To be done: Copy the stretch of the inerrancy passage below from "First, it has" through "inerrant and infallible.", swapping "consensus" for "agreement".

Passage:
>> START
In ensuing years it has become apparent that this assumption was naively optimistic. In retrospect it was so for at least two reasons. The first is that a definitive consensus on a definition of inerrancy was not achieved, and continues to elude the evangelical community. The second reason is that an affirmation of inerrancy, while it can preclude certain interpretations of a text, cannot dictate in advance exactly how readers will interpret the text they nonetheless esteem to be inerrant. Let us briefly consider these two points in order.
First, it has become increasingly evident since the founding of the ETS that there is less than a consensus within evangelicalism on what the term inerrancy implies and does not imply about the text of Scripture. Certainly few inerrantists are likely to dissent from a very general definition of inerrancy like this one: “The Bible in its original autographs, properly interpreted, will be found to be truthful and faithful in all that it affirms concerning all areas of life, faith and practice.”[14] But beyond this there will be a considerable range of opinions on what words like “truthful” and “faithful” and “affirms” mean, and on the properties one should expect (and count on) from a text that is believed to be God-breathed, inerrant and infallible.
Evangelicalism was profoundly occupied in the late 1970s with this issue. Harold Lindsell, the editor of Christianity Today at the time, brought the issue of evangelical allegiance to inerrancy out in the open with his provocative book The Battle for the Bible.[15] While some evangelicals opted not to subscribe to the term any more, many others elected to retain it and to devote some of their energies to defining it more precisely and in a way that was reconcilable to the patent realities of the Bible itself. Numerous books were written and symposia held for this very purpose.[16]
In 1978 a number of leading evangelical scholars, the majority of them members of the ETS, organized the International Council on Biblical Inerrancy (ICBI) to promote inerrancy and their understanding of it. That same year the Council convened a large conference (three thousand delegates) in Chicago from which came the widely-circulated Chicago Statement on Biblical Inerrancy. The full text of the statement was immediately printed in the Journal of the Evangelical Theological Society ostensibly with the full support of Society’s leadership.[17] But J. I. Packer, a leading champion of inerrancy and himself a subscriber to the Chicago Statement, seemed to understand that there was nothing infallible about either the Statement itself or the definition of inerrancy contained therein, and that the definition of inerrancy was far from conclusively settled. Noting that the Chicago Statement was signed by over ninety percent of the delegates, Packer simply expressed the hope that “in view of this broad representative base of support it should be able to function as an agreed platform and reference point for the debates of the next generation.”[18]
The latitude of meaning of the term inerrancy that would be acceptable to the membership of the Evangelical Theological Society was tested when Robert Gundry, an ETS member and professor of New Testament at Westmont College in California published his 652-page book Matthew: A Commentary on His Literary and Theological Art (1982). Gundry’s commentary employed the scholarly technique of redaction criticism, a method that presupposes that an author may have edited, adapted and otherwise shaped source material in order to make his own particular theological point. The most controversial example of this was Gundry’s suggestion that Matthew used a Jewish literary genre called midrash, according to which a writer might embellish historical events with non-historical additions. The nativity account of the Wise Men was suggested as a possible case in point.[19]
In the end, at the national ETS meetings in 1983 a motion to ask Gundry to resign from the ETS was passed by a vote of 119 to 36, with many abstentions. The victorious conservatives were in accord with Norman Geisler’s personal explanation of what inerrancy meant: “Any hermeneutical or theological method the logically necessary consequences of which are contrary to or undermine confidence in the complete truthfulness of all of Scripture is unorthodox.” Gundry also continued to affirm inerrancy, but it was clear that his understanding of what the “complete truthfulness of all of Scripture” meant was different than that of Geisler.[20]
The difficulty here is that the term inerrancy does not come with a built-in and automatic definition. It means what we decide it will mean. In 1983 the majority in the ETS chose to embrace a more pointed definition of inerrancy that excluded the possibility of this sort of redaction activity on the part of biblical authors.
>> END
Dataset section:
>> START
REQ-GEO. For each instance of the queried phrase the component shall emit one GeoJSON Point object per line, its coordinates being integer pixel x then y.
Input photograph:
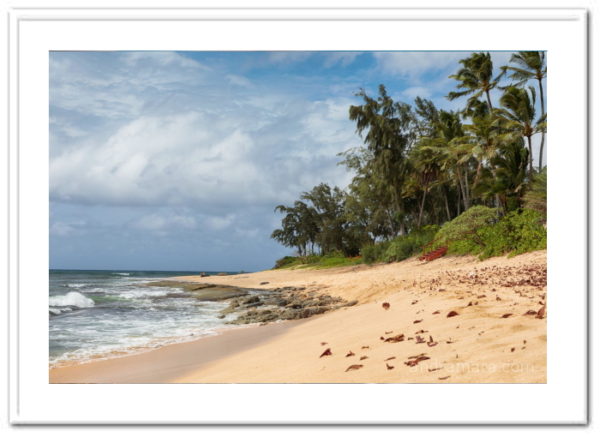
>> END
Result of this task:
First, it has become increasingly evident since the founding of the ETS that there is less than a agreement within evangelicalism on what the term inerrancy implies and does not imply about the text of Scripture. Certainly few inerrantists are likely to dissent from a very general definition of inerrancy like this one: “The Bible in its original autographs, properly interpreted, will be found to be truthful and faithful in all that it affirms concerning all areas of life, faith and practice.”[14] But beyond this there will be a considerable range of opinions on what words like “truthful” and “faithful” and “affirms” mean, and on the properties one should expect (and count on) from a text that is believed to be God-breathed, inerrant and infallible.